Provided passage:
-- Begin --
In the present invention, precipitation is controlled by cooling
control at a temperature of less than 400.degree. C.
[0094] Lower bainite is also an aggregation of lath-shaped crystal
grains including, inside the lath, iron-based carbides having a
major axis of 5 nm or more. In addition, these carbides belong to a
single variant, in other words, a group of iron-based carbides
extending in the same direction. Observation of the extending
direction of carbides makes it easier to discriminate between
tempered martensite and lower bainite. Here, the group of
iron-based carbides extending in the same direction means that a
difference in the extension direction in the group of iron-based
carbides is within 5.degree..
[0095] When the total volume fraction of one or both of tempered
martensite and lower bainite is less than 90%, a high maximum
tensile strength of 980 MPa or more cannot be secured, and a
maximum tensile strength of 980 MPa or more being one of
requirements of the present invention cannot be secured.
-- End --
Objective A:
In the steel microstructure passage, transcribe the text starting with "[0094] Lower bainite" and going on through "is within 5.degree..".
Objective B:
Answer these questions from the steel microstructure passage:
(i) What major axis do the iron-based carbides inside the laths of lower bainite have?
(ii) Within how many degrees must the extension directions differ for a group of iron-based carbides to count as extending in the same direction?
(iii) Below what total volume fraction of tempered martensite and lower bainite can a maximum tensile strength of 980 MPa or more not be secured?
Objective C:
Resume the steel microstructure passage from where it stops.

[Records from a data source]
-- Begin --
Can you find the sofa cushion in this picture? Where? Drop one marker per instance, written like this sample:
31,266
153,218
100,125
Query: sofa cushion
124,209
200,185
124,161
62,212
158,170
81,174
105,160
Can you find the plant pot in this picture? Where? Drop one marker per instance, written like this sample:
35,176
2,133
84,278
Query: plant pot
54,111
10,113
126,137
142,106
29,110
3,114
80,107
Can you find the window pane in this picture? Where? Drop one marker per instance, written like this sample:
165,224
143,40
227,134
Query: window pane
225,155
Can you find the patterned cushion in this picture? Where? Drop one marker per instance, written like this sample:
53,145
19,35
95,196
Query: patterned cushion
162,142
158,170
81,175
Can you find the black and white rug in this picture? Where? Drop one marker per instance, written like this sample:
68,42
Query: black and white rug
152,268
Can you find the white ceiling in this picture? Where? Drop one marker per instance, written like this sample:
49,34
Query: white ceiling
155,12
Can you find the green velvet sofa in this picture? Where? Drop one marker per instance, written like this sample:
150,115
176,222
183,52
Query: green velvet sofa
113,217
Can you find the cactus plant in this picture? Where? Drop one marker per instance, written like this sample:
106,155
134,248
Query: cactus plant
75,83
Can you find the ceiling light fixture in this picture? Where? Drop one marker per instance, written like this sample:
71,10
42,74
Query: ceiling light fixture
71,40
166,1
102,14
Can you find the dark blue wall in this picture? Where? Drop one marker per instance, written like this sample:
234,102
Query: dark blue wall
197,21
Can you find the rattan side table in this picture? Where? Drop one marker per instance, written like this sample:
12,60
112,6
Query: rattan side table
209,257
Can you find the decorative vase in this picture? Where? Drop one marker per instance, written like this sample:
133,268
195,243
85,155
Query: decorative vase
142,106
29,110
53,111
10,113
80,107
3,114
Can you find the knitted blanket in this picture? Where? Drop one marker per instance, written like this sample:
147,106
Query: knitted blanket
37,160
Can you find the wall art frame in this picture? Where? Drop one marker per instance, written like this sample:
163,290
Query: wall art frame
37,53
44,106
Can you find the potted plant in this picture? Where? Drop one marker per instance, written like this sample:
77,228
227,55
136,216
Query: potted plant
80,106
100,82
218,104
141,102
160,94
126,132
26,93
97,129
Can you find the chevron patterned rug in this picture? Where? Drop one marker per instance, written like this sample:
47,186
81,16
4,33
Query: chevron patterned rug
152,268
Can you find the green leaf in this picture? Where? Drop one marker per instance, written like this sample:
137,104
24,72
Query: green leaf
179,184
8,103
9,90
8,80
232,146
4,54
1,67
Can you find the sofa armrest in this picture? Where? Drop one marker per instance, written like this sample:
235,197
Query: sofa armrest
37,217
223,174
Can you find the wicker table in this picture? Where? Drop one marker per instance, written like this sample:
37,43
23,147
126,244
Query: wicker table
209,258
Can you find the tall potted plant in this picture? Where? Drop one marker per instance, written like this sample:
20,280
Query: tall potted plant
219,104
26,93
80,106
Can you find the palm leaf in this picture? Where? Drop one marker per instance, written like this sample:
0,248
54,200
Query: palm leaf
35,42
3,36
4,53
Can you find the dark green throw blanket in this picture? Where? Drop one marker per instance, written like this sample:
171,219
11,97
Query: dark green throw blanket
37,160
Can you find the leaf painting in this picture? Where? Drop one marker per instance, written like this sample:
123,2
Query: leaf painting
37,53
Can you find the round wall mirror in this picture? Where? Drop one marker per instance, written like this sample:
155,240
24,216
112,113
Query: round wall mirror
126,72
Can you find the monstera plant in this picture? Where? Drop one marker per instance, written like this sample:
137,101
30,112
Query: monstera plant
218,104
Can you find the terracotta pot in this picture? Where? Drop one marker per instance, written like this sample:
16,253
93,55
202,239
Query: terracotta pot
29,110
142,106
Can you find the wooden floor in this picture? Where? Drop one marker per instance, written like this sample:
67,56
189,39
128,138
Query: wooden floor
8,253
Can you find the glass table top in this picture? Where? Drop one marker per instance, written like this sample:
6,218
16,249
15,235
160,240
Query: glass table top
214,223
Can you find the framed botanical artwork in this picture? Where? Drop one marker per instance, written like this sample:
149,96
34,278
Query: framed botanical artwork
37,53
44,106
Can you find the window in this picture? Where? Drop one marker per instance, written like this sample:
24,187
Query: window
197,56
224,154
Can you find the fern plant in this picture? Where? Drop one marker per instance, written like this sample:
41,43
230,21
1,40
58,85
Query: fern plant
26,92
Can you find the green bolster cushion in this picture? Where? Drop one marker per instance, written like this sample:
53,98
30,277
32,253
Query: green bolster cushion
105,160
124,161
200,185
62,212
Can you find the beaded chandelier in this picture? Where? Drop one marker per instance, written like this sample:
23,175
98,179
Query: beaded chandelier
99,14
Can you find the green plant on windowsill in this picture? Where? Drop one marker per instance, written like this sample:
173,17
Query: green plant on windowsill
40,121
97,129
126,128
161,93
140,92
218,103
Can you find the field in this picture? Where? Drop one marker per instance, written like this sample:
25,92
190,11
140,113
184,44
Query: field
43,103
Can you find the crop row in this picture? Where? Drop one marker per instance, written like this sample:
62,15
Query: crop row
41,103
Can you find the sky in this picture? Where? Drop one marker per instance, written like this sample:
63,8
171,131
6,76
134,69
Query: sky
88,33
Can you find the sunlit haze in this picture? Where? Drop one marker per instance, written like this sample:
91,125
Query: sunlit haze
-- End --
Task output A:
[0094] Lower bainite is also an aggregation of lath-shaped crystal
grains including, inside the lath, iron-based carbides having a
major axis of 5 nm or more. In addition, these carbides belong to a
single variant, in other words, a group of iron-based carbides
extending in the same direction. Observation of the extending
direction of carbides makes it easier to discriminate between
tempered martensite and lower bainite. Here, the group of
iron-based carbides extending in the same direction means that a
difference in the extension direction in the group of iron-based
carbides is within 5.degree..

Task output B:
(i) 5 nm or more
(ii) Within 5 degrees
(iii) 90%

Task output C:
Accordingly, the lower limit of the total volume fraction of one or
both of tempered martensite and lower bainite is 90%. On the other
hand, even when the total volume fraction is 100%, the high
strength, excellent baking hardenability, and excellent low
temperature toughness, which are effects of the present invention,
are shown.
[0096] In the structure of the steel sheet, as another structure,
one or more of ferrite, fresh martensite, upper bainite, pearlite,
and retained austenite may be contained in a total volume fraction
of 10% or less as inevitable impurities.
[0097] Here, fresh martensite is defined as martensite that does
not include carbides. Although fresh martensite has high strength,
the low temperature toughness is poor; therefore, the volume
fraction thereof needs to be limited to 10% or less. In addition,
the dislocation density is extremely high and the baking
hardenability is poor. Accordingly, the volume fraction thereof
needs to be limited to 10% or less.
[0098] Retained austenite is transformed into fresh martensite when
a steel material is plastically deformed at the time of
press-formation or when an automobile member is plastically
deformed at the time of collision, and thus, retained austenite has
adverse effects similar to those of fresh martensite described
above. Accordingly, the volume fraction needs to be limited to 10%
or less.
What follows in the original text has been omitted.